§ **Items listed in a dataset**:
_____

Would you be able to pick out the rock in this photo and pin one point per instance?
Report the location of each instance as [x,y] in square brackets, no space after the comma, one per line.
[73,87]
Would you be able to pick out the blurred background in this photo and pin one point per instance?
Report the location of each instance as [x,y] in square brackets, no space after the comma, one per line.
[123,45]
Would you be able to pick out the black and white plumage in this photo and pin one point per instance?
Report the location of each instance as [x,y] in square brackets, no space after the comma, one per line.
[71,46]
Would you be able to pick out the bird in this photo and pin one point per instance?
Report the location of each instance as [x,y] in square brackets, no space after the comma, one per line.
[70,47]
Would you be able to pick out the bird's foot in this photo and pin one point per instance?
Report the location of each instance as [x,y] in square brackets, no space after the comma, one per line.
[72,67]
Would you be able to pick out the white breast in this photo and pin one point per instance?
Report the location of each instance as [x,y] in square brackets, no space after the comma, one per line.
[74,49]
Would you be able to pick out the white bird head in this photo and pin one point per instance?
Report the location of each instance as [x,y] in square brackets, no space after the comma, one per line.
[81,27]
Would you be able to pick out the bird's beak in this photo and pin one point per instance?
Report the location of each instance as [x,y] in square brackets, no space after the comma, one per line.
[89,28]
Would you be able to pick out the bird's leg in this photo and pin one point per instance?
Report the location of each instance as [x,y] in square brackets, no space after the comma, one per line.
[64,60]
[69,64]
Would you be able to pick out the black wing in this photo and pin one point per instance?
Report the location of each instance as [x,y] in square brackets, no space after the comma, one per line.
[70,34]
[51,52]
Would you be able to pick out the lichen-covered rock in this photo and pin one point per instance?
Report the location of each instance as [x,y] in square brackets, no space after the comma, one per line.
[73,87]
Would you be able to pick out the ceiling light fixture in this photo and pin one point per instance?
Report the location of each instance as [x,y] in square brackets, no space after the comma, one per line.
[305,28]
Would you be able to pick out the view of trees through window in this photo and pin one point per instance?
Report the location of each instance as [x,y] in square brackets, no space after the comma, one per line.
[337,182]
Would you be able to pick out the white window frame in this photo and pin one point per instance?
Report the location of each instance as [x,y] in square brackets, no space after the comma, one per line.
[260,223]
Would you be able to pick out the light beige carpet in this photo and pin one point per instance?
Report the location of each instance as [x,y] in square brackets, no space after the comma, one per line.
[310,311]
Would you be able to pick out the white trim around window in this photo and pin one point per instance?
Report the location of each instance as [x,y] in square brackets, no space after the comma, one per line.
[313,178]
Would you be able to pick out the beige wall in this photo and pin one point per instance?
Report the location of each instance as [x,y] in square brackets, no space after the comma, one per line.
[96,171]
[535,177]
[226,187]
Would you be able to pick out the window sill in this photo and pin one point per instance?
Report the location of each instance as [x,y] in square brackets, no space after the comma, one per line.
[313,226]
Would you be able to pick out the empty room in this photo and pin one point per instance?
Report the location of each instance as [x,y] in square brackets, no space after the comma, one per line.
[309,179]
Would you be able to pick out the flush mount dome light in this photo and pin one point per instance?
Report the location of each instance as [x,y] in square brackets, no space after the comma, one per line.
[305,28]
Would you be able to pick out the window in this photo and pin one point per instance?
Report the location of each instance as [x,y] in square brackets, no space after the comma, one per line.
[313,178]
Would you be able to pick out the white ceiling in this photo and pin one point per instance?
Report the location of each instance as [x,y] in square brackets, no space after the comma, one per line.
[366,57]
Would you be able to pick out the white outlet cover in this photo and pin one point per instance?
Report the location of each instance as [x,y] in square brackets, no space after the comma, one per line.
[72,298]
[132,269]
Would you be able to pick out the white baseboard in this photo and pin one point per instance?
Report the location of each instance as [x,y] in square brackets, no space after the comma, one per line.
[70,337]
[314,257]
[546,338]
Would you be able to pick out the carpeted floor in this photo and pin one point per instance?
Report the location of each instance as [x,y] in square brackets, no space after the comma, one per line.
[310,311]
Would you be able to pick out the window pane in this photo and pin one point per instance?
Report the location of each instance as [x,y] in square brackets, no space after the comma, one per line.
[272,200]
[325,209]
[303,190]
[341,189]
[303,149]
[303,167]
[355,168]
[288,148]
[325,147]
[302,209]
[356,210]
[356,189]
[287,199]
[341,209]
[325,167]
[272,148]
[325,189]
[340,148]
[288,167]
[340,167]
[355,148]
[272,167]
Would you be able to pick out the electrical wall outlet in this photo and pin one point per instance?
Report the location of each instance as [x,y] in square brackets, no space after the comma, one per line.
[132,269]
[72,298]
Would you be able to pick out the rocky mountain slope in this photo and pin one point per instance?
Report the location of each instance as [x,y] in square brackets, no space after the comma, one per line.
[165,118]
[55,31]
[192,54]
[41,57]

_____

Could you write out every line again, starting at the line that contains "Would you be able to pick out the rocky" and ending at the last line of the items, and multiply each coordinate in the answers by 1.95, rounding to whole numbers with halves going up?

Would you be able to pick out the rocky mountain slope in this photo and pin one point per instance?
Report the location of each instance as [x,y] in square brackets, no space after the comma, one per line.
[322,230]
[107,60]
[374,105]
[80,111]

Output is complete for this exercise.